What you should do: Reproduce every one of the entries below word for word, without changing anything.

Supplied records:
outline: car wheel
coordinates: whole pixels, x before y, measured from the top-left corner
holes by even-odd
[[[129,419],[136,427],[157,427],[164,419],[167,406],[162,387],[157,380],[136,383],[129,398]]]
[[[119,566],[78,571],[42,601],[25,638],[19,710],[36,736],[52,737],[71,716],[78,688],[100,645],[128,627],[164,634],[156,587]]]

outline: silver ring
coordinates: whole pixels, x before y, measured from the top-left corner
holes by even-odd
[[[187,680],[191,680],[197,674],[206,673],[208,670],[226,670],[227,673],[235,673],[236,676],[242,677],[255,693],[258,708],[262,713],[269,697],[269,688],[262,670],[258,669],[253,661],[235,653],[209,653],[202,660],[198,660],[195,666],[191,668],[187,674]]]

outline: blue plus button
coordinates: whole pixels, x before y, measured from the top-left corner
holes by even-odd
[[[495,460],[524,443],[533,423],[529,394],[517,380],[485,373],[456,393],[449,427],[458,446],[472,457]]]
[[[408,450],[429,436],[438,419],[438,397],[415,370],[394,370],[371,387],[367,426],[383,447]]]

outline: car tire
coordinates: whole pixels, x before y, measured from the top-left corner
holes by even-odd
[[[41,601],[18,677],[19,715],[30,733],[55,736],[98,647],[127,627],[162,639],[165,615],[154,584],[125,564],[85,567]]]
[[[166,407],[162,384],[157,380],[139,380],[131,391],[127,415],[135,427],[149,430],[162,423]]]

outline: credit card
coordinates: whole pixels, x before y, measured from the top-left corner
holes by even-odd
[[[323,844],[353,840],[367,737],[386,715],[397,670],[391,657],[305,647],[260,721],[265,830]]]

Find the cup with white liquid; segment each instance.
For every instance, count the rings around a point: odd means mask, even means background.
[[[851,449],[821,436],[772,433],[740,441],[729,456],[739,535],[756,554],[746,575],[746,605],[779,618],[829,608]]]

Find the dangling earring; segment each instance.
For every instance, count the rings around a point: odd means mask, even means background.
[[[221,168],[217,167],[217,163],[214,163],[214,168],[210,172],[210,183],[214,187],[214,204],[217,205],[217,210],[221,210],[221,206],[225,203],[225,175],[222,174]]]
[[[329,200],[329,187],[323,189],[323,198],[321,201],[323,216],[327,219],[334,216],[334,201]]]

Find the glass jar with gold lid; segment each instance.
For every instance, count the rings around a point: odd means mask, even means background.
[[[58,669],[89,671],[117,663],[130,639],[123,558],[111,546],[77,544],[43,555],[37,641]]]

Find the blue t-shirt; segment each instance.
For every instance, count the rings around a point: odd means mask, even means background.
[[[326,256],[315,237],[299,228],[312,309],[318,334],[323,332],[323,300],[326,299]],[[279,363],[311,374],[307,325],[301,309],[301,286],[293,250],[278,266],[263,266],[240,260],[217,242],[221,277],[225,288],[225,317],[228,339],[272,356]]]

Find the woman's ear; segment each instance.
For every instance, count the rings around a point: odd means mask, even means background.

Complete response:
outline: car wheel
coordinates: whole pixels, x before y, measured from the top-left corner
holes by even-odd
[[[129,419],[136,427],[157,427],[164,419],[167,406],[162,387],[157,380],[136,383],[129,398]]]
[[[119,566],[78,571],[42,601],[25,638],[19,710],[36,736],[52,737],[71,716],[78,688],[100,645],[128,627],[164,634],[156,587]]]

outline: silver ring
coordinates: whole pixels, x before y, measured from the top-left corner
holes by even-odd
[[[187,680],[191,680],[197,674],[206,673],[208,670],[226,670],[227,673],[235,673],[236,676],[242,677],[255,693],[258,708],[262,713],[269,697],[269,688],[262,670],[258,669],[253,661],[235,653],[209,653],[202,660],[198,660],[195,666],[191,668],[187,674]]]

outline: blue plus button
coordinates: whole pixels, x before y, measured from the top-left corner
holes by even-odd
[[[495,460],[524,443],[533,423],[529,394],[517,380],[485,373],[456,393],[449,427],[458,446],[472,457]]]
[[[408,450],[429,436],[438,419],[438,397],[415,370],[394,370],[371,387],[367,426],[383,447]]]

outline: car tire
coordinates: whole pixels, x before y, measured from the top-left corner
holes by even-odd
[[[41,601],[18,677],[19,715],[30,733],[55,736],[98,647],[127,627],[162,639],[165,615],[154,584],[125,564],[85,567]]]
[[[166,407],[162,384],[157,380],[139,380],[131,391],[127,415],[135,427],[149,430],[162,423]]]

outline: credit card
coordinates: whole pixels, x before y, measured from the top-left corner
holes by even-odd
[[[323,844],[353,840],[367,737],[386,715],[397,670],[391,657],[305,647],[260,721],[265,830]]]

Find the cup with white liquid; segment each instance.
For every instance, count the rings around a point: odd means mask, even means background.
[[[851,449],[821,436],[772,433],[740,441],[729,456],[739,535],[756,554],[746,575],[746,605],[779,618],[829,608]]]

Find the dangling earring; segment each instance.
For every instance, count the rings around a point: odd means mask, even means background.
[[[221,168],[217,167],[217,163],[214,163],[214,168],[210,172],[210,183],[214,187],[214,204],[217,205],[217,210],[221,210],[221,206],[225,203],[225,175],[222,174]]]
[[[329,200],[329,187],[323,189],[323,198],[321,201],[323,216],[327,219],[334,216],[334,201]]]

Find the glass jar with gold lid; segment each instance.
For every instance, count the rings around a point: odd means mask, even means background.
[[[58,669],[89,671],[117,663],[130,639],[123,558],[111,546],[77,544],[43,555],[37,641]]]

Find the blue t-shirt; segment each instance.
For every instance, count the rings around a point: odd means mask, even means background.
[[[326,256],[315,237],[299,228],[312,309],[318,334],[323,332],[323,300],[326,299]],[[279,363],[311,374],[307,325],[301,309],[301,286],[293,250],[278,266],[263,266],[240,260],[217,242],[221,277],[225,288],[225,317],[228,339],[272,356]]]

Find the woman's ear; segment each instance.
For every instance, count the rings around a point: odd means mask, even means background.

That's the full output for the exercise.